:: GIVEN RECORDS
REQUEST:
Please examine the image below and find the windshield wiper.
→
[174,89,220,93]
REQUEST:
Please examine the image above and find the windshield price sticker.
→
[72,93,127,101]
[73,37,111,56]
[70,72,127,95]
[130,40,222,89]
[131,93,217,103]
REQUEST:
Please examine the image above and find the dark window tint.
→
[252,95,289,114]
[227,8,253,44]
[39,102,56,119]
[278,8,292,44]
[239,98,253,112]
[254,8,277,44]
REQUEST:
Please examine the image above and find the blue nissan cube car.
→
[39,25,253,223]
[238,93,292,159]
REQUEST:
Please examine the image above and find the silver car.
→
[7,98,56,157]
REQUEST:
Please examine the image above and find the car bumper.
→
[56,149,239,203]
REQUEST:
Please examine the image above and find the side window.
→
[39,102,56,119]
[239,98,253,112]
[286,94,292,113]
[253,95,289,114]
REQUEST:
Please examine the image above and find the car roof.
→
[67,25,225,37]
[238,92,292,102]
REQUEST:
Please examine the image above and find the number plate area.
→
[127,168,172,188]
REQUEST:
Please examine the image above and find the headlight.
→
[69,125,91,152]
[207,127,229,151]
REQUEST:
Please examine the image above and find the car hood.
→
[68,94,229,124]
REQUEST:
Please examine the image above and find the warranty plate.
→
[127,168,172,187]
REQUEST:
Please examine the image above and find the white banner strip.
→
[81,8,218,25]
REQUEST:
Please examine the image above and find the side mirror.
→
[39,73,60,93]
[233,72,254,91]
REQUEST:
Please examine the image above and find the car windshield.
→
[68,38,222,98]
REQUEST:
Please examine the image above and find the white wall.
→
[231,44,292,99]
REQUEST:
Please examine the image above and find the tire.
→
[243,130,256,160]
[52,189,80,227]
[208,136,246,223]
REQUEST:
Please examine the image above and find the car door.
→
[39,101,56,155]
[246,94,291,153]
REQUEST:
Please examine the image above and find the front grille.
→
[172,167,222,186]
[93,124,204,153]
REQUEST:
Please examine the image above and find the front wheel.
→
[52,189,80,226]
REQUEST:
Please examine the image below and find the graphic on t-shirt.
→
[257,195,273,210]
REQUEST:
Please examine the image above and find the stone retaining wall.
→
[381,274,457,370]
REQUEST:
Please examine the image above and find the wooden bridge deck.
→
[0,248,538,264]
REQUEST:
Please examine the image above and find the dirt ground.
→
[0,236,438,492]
::::
*BRIEF:* Transcribe the entries word for word, beginning with the first line and ending with the line containing "[231,44,292,99]".

*EXERCISE SOLUTION:*
REQUEST:
Please examine the image below and find the windshield wiper.
→
[174,89,220,93]
REQUEST:
Please examine the image above and find the windshield price sticker.
→
[72,93,127,101]
[73,37,111,56]
[70,72,127,95]
[130,40,222,89]
[131,93,217,103]
REQUEST:
Please examine the image above and find the dark window tint.
→
[252,95,289,114]
[227,8,253,44]
[39,102,56,119]
[278,8,292,44]
[239,98,253,112]
[254,8,277,44]
REQUEST:
Please examine the image above and find the blue nissan cube car.
→
[39,25,253,223]
[238,93,292,159]
REQUEST:
Please examine the image above and find the silver car.
→
[7,98,56,157]
REQUEST:
Please examine the image above and find the car bumper.
→
[56,149,239,203]
REQUEST:
Please examine the image above and find the side window.
→
[39,102,56,119]
[239,98,253,112]
[286,94,292,113]
[253,95,289,114]
REQUEST:
Please examine the image above and find the car roof.
→
[67,25,225,37]
[238,92,292,102]
REQUEST:
Please examine the image above and find the number plate area.
→
[127,168,172,188]
REQUEST:
Please examine the image above and find the headlight.
→
[69,125,91,152]
[207,127,229,151]
REQUEST:
Please examine the image above and find the car hood.
→
[68,94,229,124]
REQUEST:
Please examine the image above and find the warranty plate.
→
[127,168,172,187]
REQUEST:
Please examine the image above and find the white banner strip.
→
[81,8,218,25]
REQUEST:
Please examine the image above and find the side mirror.
→
[39,73,60,93]
[233,72,254,91]
REQUEST:
Please examine the image above and find the car windshield.
→
[68,38,222,98]
REQUEST:
Please examine the image above and find the white wall.
→
[231,44,292,99]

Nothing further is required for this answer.